» **Problem to solve**
Every line below between the line holding "of the tiny" and the line holding "of the slender", inclusive, should be repeated exactly, and all other lines omitted.

» **Records to use**
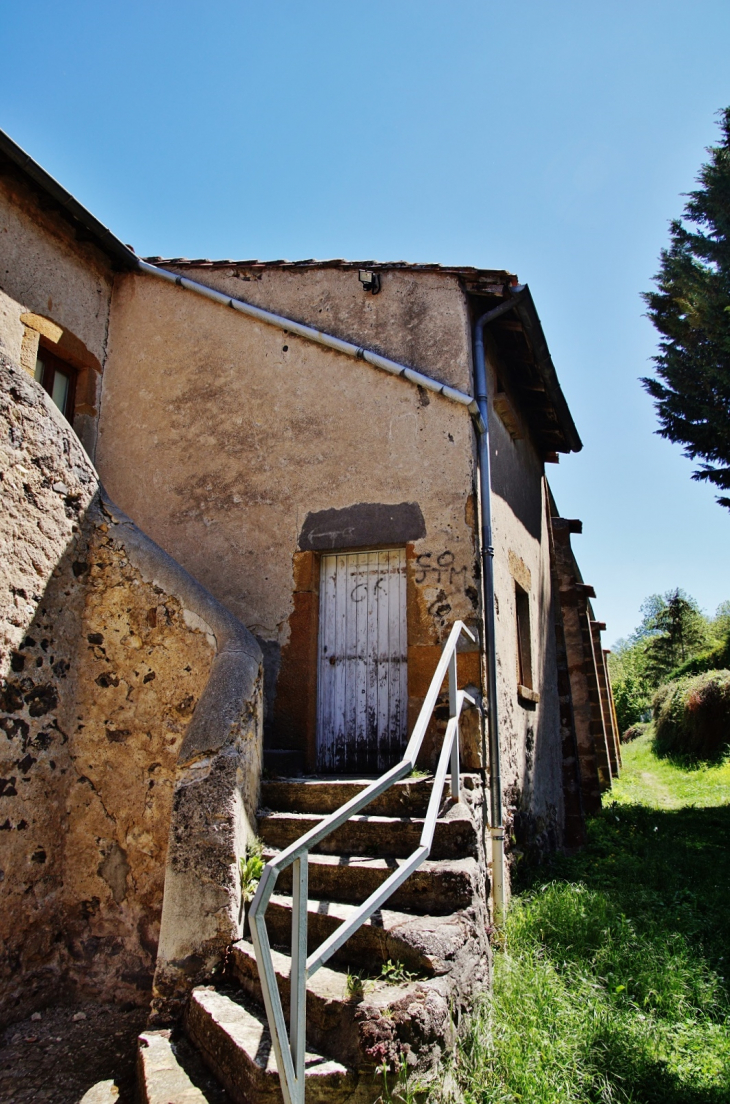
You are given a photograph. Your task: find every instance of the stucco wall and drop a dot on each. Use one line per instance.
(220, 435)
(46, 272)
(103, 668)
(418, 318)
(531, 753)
==
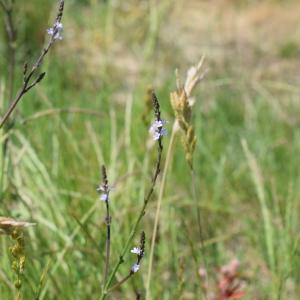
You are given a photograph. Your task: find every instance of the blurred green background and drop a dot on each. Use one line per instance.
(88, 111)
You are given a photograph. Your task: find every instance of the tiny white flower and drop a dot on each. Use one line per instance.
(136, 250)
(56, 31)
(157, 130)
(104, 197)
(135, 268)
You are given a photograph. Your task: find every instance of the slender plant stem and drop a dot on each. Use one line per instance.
==
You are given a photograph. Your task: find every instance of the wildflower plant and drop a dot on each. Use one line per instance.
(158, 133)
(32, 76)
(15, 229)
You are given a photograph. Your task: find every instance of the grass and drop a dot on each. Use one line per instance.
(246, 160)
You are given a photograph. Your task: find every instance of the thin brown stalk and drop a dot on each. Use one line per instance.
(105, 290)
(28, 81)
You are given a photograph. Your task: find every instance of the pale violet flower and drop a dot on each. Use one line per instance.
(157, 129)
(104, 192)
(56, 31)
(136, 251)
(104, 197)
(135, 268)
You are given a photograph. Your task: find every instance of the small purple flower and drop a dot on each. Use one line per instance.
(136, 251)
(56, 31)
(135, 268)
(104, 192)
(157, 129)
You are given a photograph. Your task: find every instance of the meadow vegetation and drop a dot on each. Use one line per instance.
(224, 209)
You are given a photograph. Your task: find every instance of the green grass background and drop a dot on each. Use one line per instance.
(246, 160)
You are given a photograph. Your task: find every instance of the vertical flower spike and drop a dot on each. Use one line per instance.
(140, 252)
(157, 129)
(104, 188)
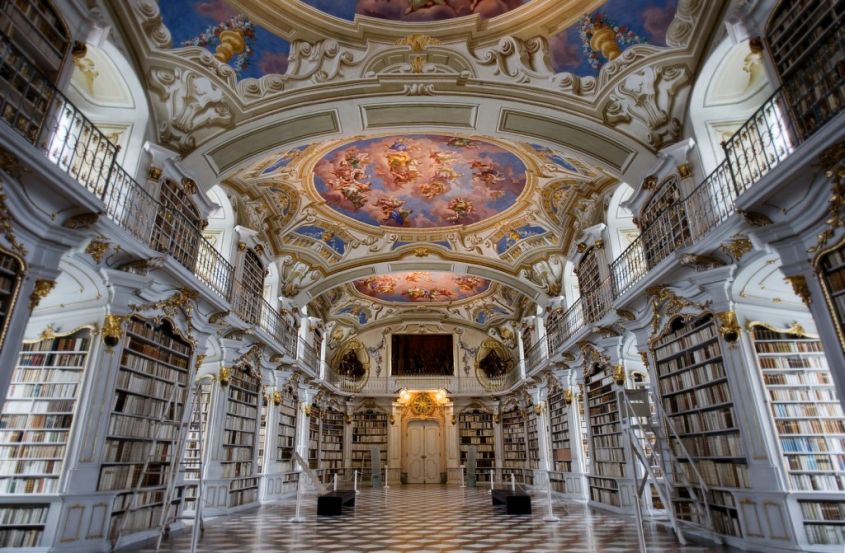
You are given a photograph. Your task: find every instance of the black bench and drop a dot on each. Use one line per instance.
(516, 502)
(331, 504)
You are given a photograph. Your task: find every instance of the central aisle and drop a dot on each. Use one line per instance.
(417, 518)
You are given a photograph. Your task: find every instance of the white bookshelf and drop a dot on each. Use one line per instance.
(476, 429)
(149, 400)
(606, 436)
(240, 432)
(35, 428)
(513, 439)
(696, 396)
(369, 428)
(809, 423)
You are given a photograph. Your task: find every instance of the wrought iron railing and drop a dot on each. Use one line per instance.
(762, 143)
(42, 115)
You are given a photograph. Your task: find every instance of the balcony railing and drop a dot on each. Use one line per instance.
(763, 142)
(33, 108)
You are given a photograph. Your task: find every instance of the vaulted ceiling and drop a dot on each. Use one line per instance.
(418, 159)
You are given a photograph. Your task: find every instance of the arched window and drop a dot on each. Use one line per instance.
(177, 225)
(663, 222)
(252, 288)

» **Response below**
You are given a photograph. Your task: find every instance of the tiny white flower and drop a dot on each. Use one line per instance.
(136, 250)
(56, 31)
(157, 130)
(104, 197)
(135, 268)
You are given a photograph. Your task: find every instance of the slender plant stem and drop a dot on each. Use one line per instance.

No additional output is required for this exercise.